● GOAL: Pick out every line of the items below that contains the word "white" and copy each one.

● INPUT ROWS:
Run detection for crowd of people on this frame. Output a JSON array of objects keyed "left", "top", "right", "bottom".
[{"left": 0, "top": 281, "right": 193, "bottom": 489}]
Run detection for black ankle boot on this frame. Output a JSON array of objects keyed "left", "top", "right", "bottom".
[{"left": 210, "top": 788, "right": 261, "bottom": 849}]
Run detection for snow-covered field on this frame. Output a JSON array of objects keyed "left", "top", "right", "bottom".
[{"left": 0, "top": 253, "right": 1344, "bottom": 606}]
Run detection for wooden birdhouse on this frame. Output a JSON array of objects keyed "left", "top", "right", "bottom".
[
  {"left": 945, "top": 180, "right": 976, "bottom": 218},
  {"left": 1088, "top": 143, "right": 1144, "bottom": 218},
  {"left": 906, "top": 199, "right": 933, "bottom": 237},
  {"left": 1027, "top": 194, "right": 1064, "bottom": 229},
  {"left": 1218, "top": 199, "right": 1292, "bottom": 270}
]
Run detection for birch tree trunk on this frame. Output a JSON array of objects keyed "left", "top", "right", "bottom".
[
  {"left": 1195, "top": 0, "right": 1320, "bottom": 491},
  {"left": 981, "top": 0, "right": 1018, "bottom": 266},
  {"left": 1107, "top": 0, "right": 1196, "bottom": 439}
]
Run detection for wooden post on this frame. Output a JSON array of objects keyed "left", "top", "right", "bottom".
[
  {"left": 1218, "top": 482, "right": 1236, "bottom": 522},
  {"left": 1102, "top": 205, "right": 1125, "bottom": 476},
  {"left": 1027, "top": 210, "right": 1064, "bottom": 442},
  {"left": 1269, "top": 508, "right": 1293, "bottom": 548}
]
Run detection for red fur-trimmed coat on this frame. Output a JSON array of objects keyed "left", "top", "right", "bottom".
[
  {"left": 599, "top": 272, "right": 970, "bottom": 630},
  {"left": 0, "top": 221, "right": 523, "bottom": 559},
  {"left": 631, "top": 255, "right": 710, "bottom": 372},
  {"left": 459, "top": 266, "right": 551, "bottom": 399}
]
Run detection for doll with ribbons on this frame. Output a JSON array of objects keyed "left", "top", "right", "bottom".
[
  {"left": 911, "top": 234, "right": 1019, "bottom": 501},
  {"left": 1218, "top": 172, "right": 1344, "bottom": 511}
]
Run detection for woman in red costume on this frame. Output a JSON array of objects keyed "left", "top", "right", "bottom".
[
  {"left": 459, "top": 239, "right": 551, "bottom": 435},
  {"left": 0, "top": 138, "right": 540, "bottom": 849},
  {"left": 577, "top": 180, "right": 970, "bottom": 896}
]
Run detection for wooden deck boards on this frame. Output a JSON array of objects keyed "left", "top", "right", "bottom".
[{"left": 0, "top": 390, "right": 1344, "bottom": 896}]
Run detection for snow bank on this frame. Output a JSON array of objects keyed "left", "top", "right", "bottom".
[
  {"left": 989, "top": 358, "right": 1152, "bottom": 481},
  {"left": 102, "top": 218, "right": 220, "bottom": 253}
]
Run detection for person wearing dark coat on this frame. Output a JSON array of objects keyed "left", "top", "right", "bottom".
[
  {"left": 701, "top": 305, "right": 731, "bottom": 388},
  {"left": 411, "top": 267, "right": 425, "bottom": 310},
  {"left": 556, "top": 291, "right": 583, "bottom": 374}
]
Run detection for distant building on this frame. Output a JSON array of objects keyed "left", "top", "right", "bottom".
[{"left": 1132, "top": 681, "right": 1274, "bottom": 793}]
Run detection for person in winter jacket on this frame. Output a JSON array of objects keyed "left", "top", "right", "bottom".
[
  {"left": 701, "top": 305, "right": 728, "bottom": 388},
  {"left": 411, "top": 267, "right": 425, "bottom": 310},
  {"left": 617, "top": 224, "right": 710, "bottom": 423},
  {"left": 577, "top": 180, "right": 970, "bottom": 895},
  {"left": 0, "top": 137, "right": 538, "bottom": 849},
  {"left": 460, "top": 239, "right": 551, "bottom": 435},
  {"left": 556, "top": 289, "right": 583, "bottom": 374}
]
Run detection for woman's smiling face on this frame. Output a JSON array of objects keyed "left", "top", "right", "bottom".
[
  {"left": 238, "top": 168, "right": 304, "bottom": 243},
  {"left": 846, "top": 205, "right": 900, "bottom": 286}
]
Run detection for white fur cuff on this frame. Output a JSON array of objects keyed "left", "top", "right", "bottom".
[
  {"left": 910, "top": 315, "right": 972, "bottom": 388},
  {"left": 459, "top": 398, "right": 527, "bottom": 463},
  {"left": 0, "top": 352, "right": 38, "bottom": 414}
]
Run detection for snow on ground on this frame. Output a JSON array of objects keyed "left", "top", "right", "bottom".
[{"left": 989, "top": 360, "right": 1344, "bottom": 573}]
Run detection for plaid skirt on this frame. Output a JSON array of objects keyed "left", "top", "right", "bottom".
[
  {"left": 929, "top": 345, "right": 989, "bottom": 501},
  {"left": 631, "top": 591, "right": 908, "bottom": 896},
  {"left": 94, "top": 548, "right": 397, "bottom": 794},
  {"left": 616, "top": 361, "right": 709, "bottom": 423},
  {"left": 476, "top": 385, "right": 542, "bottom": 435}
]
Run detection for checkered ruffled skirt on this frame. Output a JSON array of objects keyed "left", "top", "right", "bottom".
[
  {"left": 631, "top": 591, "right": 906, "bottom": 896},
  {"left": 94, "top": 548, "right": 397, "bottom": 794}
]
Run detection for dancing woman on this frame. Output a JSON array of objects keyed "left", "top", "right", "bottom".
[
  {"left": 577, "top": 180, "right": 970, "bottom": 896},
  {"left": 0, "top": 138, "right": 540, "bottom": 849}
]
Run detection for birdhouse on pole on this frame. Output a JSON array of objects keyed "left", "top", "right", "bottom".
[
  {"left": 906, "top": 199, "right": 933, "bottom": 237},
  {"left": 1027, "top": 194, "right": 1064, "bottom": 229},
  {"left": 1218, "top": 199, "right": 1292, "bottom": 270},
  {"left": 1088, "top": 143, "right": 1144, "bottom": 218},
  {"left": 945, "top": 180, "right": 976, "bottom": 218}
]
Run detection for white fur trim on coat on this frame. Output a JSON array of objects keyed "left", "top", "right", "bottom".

● ANSWER TO THIS TASK:
Run detection for white fur cuff on this frame. Output a JSON array of objects keyed "left", "top", "right", "bottom".
Run detection for white fur trim on coat on this frame. Output a JSON array of objects keyed "left", "top", "right", "bottom".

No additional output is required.